> **Page excerpt**:
★ ★ ★

GIRARD — The Crawford County Commission meeting Tuesday put County Counsel Jim Emerson in the spotlight with a full presentation to the commissioners about the options cities have when they desire to annex properties outside of their standing city limits.

Commissioner Carl Wood requested the in-depth presentation of the laws regarding annexation after he said several citizens approached him with concerns about local cities pushing into areas usually considered annexation.

“It’s starting to feel like a land rush,” Woods said of possible annexations. “People choose to live in the county, I think — no, I know — we need to protect them.”

Emerson said although it is possible for communities to annex areas which abutt the city limits, “island annexations” take county approval, and can not build off of previous island annexations.

An island annexation is a city annexing land it already owns outside the corporate boundaries of the city.

Emerson also said in order for cities to annex areas over 40 acres, a vote among the residents in the annexed areas is required.

The commission also addressed actions in regards to lingering concerns over the drainage options in the Silverback Housing Addition planned in Pittsburg near the hospital. County Commissioner Jeff Murphy said he had contacted the City of Pittsburg and they had offered to meet with him. Commissioner Tom Moody and Woods encouraged him to attend the meeting, but said they would like a county study of the potential impact of stormwater runoff in the proposed addition, as several homes and a new business could be impacted.

“For the sake of our peace of mind, and the peace of mind of our constitutes we need to go ahead and look at this,” Moody said.

The commission reviewed the bids from engineering firms contacted by Emerson for the review of runoff on county areas, and voted unanimously to go forward. Murphy spoke highly of the chosen bid company, Agricultural Engineering Associates, saying he had experience with them and found them to be very thorough.

Woods, who has been a strong proponent of insuring runoff will not cause damage to county areas, said the money was well worth the expense.

“I’m a tight person, but this $2,500 isn’t going to make or break us, and at least we’ll know where we really stand,” Woods said.

★ ★ ★

> **Entries shown**:

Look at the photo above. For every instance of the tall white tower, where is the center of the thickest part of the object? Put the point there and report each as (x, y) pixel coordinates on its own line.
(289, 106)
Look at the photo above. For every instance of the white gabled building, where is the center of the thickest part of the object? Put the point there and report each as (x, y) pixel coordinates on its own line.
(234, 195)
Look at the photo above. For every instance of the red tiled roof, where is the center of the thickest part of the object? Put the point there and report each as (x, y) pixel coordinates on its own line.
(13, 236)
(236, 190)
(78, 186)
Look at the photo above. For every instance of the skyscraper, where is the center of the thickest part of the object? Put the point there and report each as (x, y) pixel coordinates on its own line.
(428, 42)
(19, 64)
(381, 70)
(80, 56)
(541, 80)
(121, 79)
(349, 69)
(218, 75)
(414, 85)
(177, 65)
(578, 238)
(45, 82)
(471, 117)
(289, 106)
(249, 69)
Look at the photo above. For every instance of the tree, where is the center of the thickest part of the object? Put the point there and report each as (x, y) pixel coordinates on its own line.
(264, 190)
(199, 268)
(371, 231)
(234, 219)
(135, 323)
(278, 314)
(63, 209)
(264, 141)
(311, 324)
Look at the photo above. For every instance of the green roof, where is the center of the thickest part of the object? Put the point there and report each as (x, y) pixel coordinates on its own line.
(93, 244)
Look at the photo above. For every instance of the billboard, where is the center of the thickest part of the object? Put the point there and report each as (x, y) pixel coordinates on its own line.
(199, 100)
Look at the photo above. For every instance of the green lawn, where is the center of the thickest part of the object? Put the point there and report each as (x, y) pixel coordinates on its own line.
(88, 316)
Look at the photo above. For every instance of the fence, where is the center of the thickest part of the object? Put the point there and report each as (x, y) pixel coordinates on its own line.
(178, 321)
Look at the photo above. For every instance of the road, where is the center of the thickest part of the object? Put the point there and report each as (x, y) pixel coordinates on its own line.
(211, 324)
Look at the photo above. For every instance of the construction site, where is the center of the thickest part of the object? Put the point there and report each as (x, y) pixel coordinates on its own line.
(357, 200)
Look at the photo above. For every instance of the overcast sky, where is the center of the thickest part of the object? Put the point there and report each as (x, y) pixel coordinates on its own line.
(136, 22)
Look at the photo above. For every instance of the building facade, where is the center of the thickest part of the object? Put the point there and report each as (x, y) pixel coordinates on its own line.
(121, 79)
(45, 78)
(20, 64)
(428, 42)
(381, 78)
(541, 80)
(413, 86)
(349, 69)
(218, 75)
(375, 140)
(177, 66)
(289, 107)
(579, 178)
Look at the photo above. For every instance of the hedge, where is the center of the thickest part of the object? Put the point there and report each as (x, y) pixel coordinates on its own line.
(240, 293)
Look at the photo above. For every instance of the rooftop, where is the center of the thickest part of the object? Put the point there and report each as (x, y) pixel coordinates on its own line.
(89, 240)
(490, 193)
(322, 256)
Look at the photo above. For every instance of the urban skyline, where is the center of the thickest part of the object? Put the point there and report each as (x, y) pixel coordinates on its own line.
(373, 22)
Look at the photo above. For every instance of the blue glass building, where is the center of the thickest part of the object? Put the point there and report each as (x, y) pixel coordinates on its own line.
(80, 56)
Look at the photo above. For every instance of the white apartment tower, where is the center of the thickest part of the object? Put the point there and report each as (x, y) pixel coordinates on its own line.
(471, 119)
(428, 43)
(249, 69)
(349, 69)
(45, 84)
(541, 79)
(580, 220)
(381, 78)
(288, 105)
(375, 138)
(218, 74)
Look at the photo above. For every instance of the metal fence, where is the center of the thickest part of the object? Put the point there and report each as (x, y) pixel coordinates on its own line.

★ ★ ★

> **What to produce**: In the Crawford County Commission article, which engineering firm did the commission choose to review runoff on county areas?

> **Result below**: Agricultural Engineering Associates.